Exercise: Each entry should be duplicated exactly, with no line missing.

Input records:
Segment Open
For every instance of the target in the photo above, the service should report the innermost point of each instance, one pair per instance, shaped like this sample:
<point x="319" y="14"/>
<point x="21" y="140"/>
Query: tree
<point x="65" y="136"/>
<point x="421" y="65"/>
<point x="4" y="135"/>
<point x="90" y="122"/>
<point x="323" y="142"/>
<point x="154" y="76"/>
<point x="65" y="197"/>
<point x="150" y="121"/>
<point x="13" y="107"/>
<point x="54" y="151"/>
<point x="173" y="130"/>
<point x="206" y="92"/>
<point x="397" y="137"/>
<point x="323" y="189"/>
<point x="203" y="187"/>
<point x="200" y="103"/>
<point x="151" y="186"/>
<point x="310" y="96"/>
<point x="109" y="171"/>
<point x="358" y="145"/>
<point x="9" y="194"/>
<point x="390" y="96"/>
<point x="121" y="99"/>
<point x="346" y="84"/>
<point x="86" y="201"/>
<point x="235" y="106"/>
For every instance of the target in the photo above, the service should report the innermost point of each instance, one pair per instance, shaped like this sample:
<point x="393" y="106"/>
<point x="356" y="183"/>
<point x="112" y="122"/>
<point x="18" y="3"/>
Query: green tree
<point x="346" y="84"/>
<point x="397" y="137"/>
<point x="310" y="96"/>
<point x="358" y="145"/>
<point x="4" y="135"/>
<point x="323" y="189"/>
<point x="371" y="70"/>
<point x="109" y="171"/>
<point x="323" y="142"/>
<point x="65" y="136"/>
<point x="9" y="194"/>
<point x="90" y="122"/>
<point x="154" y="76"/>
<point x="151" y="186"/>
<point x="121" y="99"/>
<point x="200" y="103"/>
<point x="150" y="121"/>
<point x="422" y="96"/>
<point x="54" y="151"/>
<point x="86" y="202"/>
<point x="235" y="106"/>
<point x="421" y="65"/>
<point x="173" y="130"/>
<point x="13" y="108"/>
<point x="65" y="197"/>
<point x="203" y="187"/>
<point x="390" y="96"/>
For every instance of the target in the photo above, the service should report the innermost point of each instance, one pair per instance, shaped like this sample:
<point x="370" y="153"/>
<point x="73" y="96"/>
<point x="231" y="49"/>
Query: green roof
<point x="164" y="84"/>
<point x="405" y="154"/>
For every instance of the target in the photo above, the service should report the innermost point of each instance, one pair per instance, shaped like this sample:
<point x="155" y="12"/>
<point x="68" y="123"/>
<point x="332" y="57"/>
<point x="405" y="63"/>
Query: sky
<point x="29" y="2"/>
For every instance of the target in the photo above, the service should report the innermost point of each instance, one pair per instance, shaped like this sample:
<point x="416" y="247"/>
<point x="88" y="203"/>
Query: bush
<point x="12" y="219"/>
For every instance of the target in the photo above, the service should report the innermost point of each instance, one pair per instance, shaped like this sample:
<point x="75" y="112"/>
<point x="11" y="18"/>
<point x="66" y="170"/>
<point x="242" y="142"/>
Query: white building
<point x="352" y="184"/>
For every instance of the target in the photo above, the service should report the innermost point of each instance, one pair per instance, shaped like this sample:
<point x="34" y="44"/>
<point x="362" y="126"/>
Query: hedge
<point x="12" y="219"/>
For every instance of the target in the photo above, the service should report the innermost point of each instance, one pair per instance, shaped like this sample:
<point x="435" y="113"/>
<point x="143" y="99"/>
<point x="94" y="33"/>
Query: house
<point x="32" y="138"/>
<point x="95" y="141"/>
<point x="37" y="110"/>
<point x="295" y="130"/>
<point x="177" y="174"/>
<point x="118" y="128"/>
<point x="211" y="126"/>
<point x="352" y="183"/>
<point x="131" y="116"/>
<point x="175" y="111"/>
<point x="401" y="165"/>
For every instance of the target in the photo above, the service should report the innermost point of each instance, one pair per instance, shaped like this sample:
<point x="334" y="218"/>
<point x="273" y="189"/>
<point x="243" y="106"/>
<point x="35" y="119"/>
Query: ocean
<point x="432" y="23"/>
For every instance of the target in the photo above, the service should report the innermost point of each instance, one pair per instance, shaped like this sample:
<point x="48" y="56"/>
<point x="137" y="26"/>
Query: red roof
Segment Closed
Result below:
For every instance of the target in the photo above, the service should report the innermost point of each instance, one pair per instance, shaped like this sample:
<point x="319" y="14"/>
<point x="21" y="140"/>
Query: tree
<point x="65" y="136"/>
<point x="421" y="65"/>
<point x="4" y="135"/>
<point x="90" y="122"/>
<point x="323" y="142"/>
<point x="154" y="76"/>
<point x="65" y="197"/>
<point x="150" y="121"/>
<point x="13" y="107"/>
<point x="54" y="151"/>
<point x="173" y="130"/>
<point x="206" y="92"/>
<point x="397" y="137"/>
<point x="323" y="189"/>
<point x="203" y="187"/>
<point x="200" y="103"/>
<point x="151" y="186"/>
<point x="310" y="96"/>
<point x="109" y="171"/>
<point x="358" y="145"/>
<point x="9" y="194"/>
<point x="390" y="96"/>
<point x="121" y="99"/>
<point x="346" y="84"/>
<point x="86" y="201"/>
<point x="235" y="106"/>
For every instance of the target in the photo above, the service should report the innermost point of each instance, one pair per instance, shaped like this sample:
<point x="393" y="106"/>
<point x="356" y="183"/>
<point x="112" y="122"/>
<point x="18" y="3"/>
Query: green tree
<point x="346" y="84"/>
<point x="397" y="137"/>
<point x="310" y="96"/>
<point x="358" y="145"/>
<point x="4" y="135"/>
<point x="323" y="189"/>
<point x="371" y="70"/>
<point x="109" y="171"/>
<point x="323" y="142"/>
<point x="65" y="136"/>
<point x="9" y="194"/>
<point x="90" y="122"/>
<point x="154" y="76"/>
<point x="151" y="186"/>
<point x="121" y="99"/>
<point x="200" y="103"/>
<point x="150" y="121"/>
<point x="422" y="96"/>
<point x="54" y="151"/>
<point x="86" y="202"/>
<point x="235" y="106"/>
<point x="421" y="65"/>
<point x="173" y="130"/>
<point x="13" y="108"/>
<point x="65" y="197"/>
<point x="203" y="187"/>
<point x="390" y="96"/>
For every instance of the target in the photo above, the service should report the innermost point of each instance, one pair per instance, shaped like this sample:
<point x="370" y="153"/>
<point x="73" y="96"/>
<point x="231" y="49"/>
Query: green roof
<point x="164" y="84"/>
<point x="405" y="154"/>
For every instance of the target in the photo above, the service should report the innermost point of each instance, one pair per instance, shaped like this sample:
<point x="155" y="12"/>
<point x="68" y="123"/>
<point x="332" y="57"/>
<point x="405" y="63"/>
Query: sky
<point x="29" y="2"/>
For every instance of the target in the photo above, the service should report the innermost point of each instance, one pair per instance, shaped like this sample:
<point x="416" y="247"/>
<point x="88" y="203"/>
Query: bush
<point x="12" y="219"/>
For every instance of the target in the photo above, the service should report the innermost point of each instance, one pair per instance, shaped like this sample:
<point x="75" y="112"/>
<point x="11" y="18"/>
<point x="66" y="170"/>
<point x="242" y="142"/>
Query: white building
<point x="352" y="184"/>
For every instance of the target in the photo above, the service should report the innermost point of each instance, one pair per instance, shaped like this sample:
<point x="34" y="44"/>
<point x="362" y="126"/>
Query: hedge
<point x="12" y="219"/>
For every instance of the target in the photo above, the service should report the innermost point of each instance, one pair per instance, shaped like this sample:
<point x="435" y="113"/>
<point x="143" y="99"/>
<point x="94" y="33"/>
Query: house
<point x="32" y="138"/>
<point x="95" y="141"/>
<point x="37" y="110"/>
<point x="295" y="130"/>
<point x="177" y="174"/>
<point x="118" y="128"/>
<point x="211" y="126"/>
<point x="352" y="183"/>
<point x="131" y="116"/>
<point x="175" y="111"/>
<point x="401" y="165"/>
For every instance of the target in the photo above, the service should report the innermost point of each instance, one pair per instance, shaped like this sample:
<point x="334" y="218"/>
<point x="273" y="189"/>
<point x="243" y="106"/>
<point x="35" y="119"/>
Query: ocean
<point x="432" y="23"/>
For every instance of the target in the photo above, the service should report the innermost point of each instance, one pair per instance, shaped like this sample:
<point x="48" y="56"/>
<point x="137" y="26"/>
Query: red roof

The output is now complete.